#### PROBLEM TO SOLVE
Copy every one of the records below word for word, line by line, without changing anything.

#### DATA ROWS
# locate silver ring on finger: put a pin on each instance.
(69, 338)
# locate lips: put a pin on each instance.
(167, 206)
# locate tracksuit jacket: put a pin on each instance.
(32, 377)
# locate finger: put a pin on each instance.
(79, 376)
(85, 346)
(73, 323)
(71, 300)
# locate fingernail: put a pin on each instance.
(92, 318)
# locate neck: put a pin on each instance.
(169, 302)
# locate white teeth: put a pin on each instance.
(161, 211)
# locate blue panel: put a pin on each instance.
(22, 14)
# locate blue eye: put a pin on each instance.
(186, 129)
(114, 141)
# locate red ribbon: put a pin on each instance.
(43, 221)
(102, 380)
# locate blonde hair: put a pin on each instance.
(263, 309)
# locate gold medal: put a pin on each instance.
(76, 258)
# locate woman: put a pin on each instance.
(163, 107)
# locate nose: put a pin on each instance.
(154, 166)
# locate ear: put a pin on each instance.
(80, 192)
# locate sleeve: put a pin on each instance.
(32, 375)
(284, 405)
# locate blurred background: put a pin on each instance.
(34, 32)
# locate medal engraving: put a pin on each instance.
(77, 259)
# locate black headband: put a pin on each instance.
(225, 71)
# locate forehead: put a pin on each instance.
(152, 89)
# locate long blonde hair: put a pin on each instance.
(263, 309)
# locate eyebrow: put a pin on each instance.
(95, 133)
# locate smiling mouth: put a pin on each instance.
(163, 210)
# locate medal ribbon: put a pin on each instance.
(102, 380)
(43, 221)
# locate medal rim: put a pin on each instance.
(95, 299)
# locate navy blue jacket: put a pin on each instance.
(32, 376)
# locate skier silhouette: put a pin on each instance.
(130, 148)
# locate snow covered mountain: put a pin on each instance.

#### FULL OUTPUT
# locate silver ring on finger: put a pin on each instance.
(69, 338)
# locate lips: put a pin on each instance.
(167, 206)
# locate tracksuit jacket: put a pin on each instance.
(32, 377)
# locate finger: put a pin on each instance.
(79, 376)
(85, 346)
(73, 323)
(71, 300)
# locate fingernail: put a pin on each instance.
(92, 318)
# locate neck: put a pin on each instance.
(169, 302)
# locate white teeth: put a pin on each instance.
(161, 211)
# locate blue panel: put a pin on each instance.
(22, 14)
# locate blue eye: put a pin on each instance.
(186, 129)
(114, 141)
# locate red ribbon: put a pin on each instance.
(43, 221)
(102, 380)
# locate blonde hair: put a pin on each instance.
(263, 309)
# locate gold medal: put a pin on each instance.
(76, 258)
# locate woman: put a pin on each instance.
(163, 107)
# locate nose: put a pin on each instance.
(154, 166)
# locate ear: put a pin on each instance.
(80, 192)
# locate sleeve: put a pin on each instance.
(32, 375)
(284, 405)
# locate blurred background: put a pin on each instance.
(34, 32)
# locate medal engraving: put a pin on each instance.
(77, 259)
# locate black headband: put a pin on each instance.
(225, 71)
# locate forehead: put a pin on each instance.
(152, 89)
# locate long blonde hair: put a pin on each instance.
(263, 309)
# locate eyebrow: put a pin on each instance.
(95, 133)
# locate smiling mouth: put a pin on each instance.
(163, 210)
# locate medal ribbon: put a pin on each instance.
(102, 380)
(43, 221)
# locate medal rim: put a pin on each instance.
(95, 299)
# locate navy blue jacket: put a pin on each instance.
(32, 376)
# locate skier silhouette: put a pin on each instance.
(130, 148)
# locate snow covered mountain: put a pin on each instance.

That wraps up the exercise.